→ **Record excerpts**:
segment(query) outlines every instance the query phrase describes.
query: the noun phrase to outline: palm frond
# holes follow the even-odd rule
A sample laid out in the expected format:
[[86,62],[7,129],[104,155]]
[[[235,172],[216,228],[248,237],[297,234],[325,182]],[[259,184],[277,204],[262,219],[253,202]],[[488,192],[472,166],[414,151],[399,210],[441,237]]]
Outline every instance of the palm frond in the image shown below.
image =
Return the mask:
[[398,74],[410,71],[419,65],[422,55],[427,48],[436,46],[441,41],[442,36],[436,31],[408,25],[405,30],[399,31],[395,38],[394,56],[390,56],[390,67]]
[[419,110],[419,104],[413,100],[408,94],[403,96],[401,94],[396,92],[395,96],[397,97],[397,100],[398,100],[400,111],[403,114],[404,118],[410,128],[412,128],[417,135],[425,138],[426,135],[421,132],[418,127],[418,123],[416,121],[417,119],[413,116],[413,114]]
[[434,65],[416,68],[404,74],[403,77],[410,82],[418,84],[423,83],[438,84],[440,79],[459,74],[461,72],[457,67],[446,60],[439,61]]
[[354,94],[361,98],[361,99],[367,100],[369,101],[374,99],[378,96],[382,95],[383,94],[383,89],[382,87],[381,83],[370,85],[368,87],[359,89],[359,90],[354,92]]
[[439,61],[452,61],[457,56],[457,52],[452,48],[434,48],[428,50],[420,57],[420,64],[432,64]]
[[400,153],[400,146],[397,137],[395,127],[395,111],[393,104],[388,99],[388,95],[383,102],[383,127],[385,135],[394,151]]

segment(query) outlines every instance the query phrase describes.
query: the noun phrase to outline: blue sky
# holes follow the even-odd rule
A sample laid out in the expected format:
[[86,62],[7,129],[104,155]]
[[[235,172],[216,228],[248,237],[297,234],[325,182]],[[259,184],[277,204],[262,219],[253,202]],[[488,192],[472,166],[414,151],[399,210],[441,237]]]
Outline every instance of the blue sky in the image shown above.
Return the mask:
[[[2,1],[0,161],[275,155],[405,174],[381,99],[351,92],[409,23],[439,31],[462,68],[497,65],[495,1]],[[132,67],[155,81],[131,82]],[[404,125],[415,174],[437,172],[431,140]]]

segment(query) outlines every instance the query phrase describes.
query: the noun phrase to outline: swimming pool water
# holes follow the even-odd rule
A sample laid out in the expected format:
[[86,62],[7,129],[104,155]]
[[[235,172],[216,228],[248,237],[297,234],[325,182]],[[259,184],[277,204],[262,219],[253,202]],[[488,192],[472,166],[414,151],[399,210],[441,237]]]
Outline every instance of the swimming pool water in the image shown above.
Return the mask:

→ **Requirement**: Return each entry from above without altering a single character.

→ **Response to the exercise**:
segment(query) outlines every instance the query phrase describes.
query: the noun phrase to outline: palm frond
# holes follow the even-odd rule
A sample laid out in the expected format:
[[86,62],[7,129],[104,155]]
[[[235,172],[216,228],[248,237],[297,234],[325,182]],[[259,184],[277,204],[262,219],[253,202]],[[488,192],[472,166],[414,151],[399,210],[441,237]]]
Outline every instance of the palm frond in the image shown below.
image =
Return the mask:
[[398,74],[410,71],[419,65],[422,55],[427,48],[436,46],[441,41],[442,36],[436,31],[408,25],[405,30],[399,31],[395,38],[394,56],[390,56],[390,67]]
[[419,110],[419,104],[413,100],[408,94],[403,96],[401,94],[396,92],[395,96],[397,97],[397,100],[398,100],[400,111],[403,114],[404,118],[410,128],[412,128],[417,135],[425,138],[426,135],[421,132],[418,127],[418,123],[416,121],[417,119],[413,116],[413,114]]
[[434,65],[416,68],[404,74],[403,77],[410,82],[418,84],[423,83],[438,84],[440,79],[459,74],[461,72],[457,67],[446,60],[439,61]]
[[354,94],[361,98],[361,99],[367,100],[369,101],[374,99],[378,96],[382,95],[383,94],[383,89],[382,87],[381,83],[370,85],[368,87],[359,89],[359,90],[354,92]]
[[439,61],[452,61],[457,56],[457,52],[452,48],[434,48],[428,50],[420,57],[420,64],[432,64]]
[[400,153],[400,146],[397,137],[395,127],[395,111],[393,104],[388,99],[388,95],[383,102],[383,127],[385,135],[394,151]]

segment(query) outlines every instance the query phrase describes.
query: the noun phrase to outline: blue sky
# holes follow the even-odd rule
A sample laid out in the expected format:
[[86,62],[7,129],[104,155]]
[[[235,172],[216,228],[248,237],[297,234],[325,182]],[[259,184],[277,204],[262,219],[253,202]],[[488,192],[472,166],[414,151],[399,210],[441,237]]]
Outline every instance of the blue sky in the image shown above.
Return the mask:
[[[2,1],[0,161],[275,155],[405,174],[381,99],[351,92],[409,23],[439,31],[462,68],[497,65],[495,1]],[[132,67],[155,81],[131,82]],[[404,125],[415,174],[437,172],[431,140]]]

segment(query) outlines every instance the query phrase describes.
query: the noun phrase to outline: swimming pool water
# holes follow the even-odd rule
A sample laid out in the expected format:
[[86,62],[7,129],[104,155]]
[[[235,172],[216,228],[248,237],[297,234],[325,182]],[[259,184],[277,204],[262,219],[253,202]],[[488,192],[472,166],[414,151],[399,210],[441,237]]]
Outline every instance of the swimming pool water in the image shown above.
Return the mask:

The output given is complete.